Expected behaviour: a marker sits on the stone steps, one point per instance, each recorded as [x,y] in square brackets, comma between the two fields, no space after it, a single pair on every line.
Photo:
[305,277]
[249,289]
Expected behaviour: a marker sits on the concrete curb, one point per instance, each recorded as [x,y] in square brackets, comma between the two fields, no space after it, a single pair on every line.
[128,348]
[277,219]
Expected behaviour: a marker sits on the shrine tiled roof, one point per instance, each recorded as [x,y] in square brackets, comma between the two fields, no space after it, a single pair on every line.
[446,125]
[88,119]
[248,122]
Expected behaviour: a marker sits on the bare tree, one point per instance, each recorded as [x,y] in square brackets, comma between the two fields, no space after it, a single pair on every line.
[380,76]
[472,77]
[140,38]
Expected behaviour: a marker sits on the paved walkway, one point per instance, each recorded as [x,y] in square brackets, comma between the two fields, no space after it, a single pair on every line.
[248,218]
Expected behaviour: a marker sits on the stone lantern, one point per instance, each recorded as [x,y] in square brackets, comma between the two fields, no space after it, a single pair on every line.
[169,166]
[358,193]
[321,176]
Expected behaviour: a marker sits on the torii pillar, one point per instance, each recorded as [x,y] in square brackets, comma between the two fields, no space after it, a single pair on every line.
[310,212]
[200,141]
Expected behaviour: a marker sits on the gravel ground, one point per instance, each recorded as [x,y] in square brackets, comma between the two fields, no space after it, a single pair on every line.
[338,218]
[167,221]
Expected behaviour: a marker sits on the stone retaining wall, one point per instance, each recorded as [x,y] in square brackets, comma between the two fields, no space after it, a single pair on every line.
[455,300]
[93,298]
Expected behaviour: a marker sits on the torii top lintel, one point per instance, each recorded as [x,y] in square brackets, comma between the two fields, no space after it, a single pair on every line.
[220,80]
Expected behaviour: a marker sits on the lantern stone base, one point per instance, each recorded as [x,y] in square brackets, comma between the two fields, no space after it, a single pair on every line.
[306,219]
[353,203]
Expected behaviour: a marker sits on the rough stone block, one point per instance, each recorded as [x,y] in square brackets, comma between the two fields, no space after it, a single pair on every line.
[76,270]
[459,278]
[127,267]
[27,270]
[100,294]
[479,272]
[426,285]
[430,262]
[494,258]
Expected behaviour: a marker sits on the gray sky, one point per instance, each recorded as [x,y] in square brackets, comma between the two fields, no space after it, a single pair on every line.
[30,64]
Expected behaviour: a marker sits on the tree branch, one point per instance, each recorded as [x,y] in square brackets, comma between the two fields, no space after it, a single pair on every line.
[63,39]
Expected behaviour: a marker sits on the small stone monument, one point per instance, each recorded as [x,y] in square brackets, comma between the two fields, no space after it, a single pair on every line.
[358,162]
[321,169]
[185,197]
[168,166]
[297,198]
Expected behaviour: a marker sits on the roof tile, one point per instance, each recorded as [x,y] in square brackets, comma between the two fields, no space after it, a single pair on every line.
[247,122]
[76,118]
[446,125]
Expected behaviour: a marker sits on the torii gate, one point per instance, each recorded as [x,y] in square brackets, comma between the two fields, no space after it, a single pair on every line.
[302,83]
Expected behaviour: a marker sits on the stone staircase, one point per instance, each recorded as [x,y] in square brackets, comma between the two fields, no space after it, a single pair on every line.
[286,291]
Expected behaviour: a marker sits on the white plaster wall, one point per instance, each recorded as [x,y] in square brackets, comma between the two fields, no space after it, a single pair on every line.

◆ ◆ ◆ ◆

- **WHAT TO PRODUCE**: Transcribe all of the lines in the records precisely.

- **TASK OUTPUT**:
Expected behaviour: a marker sits on the stone steps, one point per instance, each recorded as [x,y] in square brackets, comma between the two fields, no space after it, a single pair on every line.
Photo:
[305,277]
[249,289]
Expected behaviour: a marker sits on the concrete curb, one point per instance, each recorded as [x,y] in square brackets, comma between the two fields, no space after it, a single pair on every line.
[128,348]
[277,219]
Expected behaviour: a marker sits on the shrine tiled roof, one point per instance, each recorded as [x,y] in square brackets, comma between the two fields, no space after it, a single pair on every line.
[446,125]
[88,119]
[248,122]
Expected behaviour: a marker sits on the bare tree, one point per instance, each recorded as [x,y] in square brackets, comma between the two fields, no space after it, a single pair on every line.
[380,76]
[472,77]
[140,38]
Expected behaviour: a marker sits on the paved walkway, one point per instance, each recorded as [x,y] in square brackets, comma between the two fields, no space after it, a single pair on every line.
[248,218]
Expected behaviour: a marker sits on the stone lantern, one point per instance, each recorded as [x,y] in square brackets, comma between the two fields, no space after it, a single pair on every line.
[169,166]
[358,193]
[321,176]
Expected behaviour: a marker sits on the torii pillar, one point per instance, each recorded as [x,y] in square brackets, comma between the two fields, no space after it, a single pair on every line.
[310,212]
[200,141]
Expected behaviour: a marker sits on the gravel ground, one point per instance, each recorded as [x,y] in square brackets, comma between the two fields, no space after it, a single pair on every line.
[338,218]
[167,221]
Expected behaviour: a marker sits on the stone retaining wall, one point per instance, each recorded as [x,y] in square brackets, comma between the two fields, no space after it, a single pair on every line.
[455,300]
[93,298]
Expected behaviour: a marker sits on the torii top lintel, one point per instance, each recorded as [x,y] in square brackets, comma between the two fields, no space after it, a single pair on every line.
[220,80]
Expected behaviour: a marker sits on the lantern stone base, one point per instance, each recorded as [x,y] in square brackets, comma between the two fields, no space after it, a single pair on every line.
[306,219]
[353,203]
Expected behaviour: a marker sits on the rough stone block, one point per instance, each recorded as [x,y] in square brackets, comma between the two fields, no space after it, a single pair on every line.
[76,270]
[459,278]
[127,267]
[27,270]
[100,294]
[479,272]
[426,285]
[430,262]
[494,258]
Expected behaviour: a marker sits on the gray sky, one point per instance, each recorded as [x,y] in square brackets, comma between the two fields, no space after it, a single pair on every line.
[30,64]
Expected behaviour: a marker sits on the tree branch, one point per instance, each recorded as [x,y] in square brackets, comma between the two fields, no space after it, a single pair on every line.
[63,39]
Expected behaviour: a marker sits on the small stone monument, one point per instance, each recorded as [x,y] in square brackets, comma between the two fields, no space after it, a single pair on every line.
[358,162]
[321,169]
[185,197]
[168,166]
[297,198]
Expected behaviour: a marker sits on the roof tile, one point per instance, each recorded as [x,y] in square brackets, comma between the two fields, no space after it, a single pair on every line.
[247,122]
[76,118]
[446,125]
Expected behaviour: a marker sits on the torii gate, one point per instance, each recorded as [x,y] in square brackets, comma between the two fields, no space after it, a single pair on every line.
[302,83]
Expected behaviour: a marker sits on the stone staircase, one point per instance, each recorded as [x,y] in square brackets, comma between the two fields, no space after it, a single pair on every line.
[286,291]
Expected behaviour: a marker sits on the white plaster wall, one point per instance, each recorded as [x,y] in square brackets, comma between the two fields, no space after it, a single pair on every line.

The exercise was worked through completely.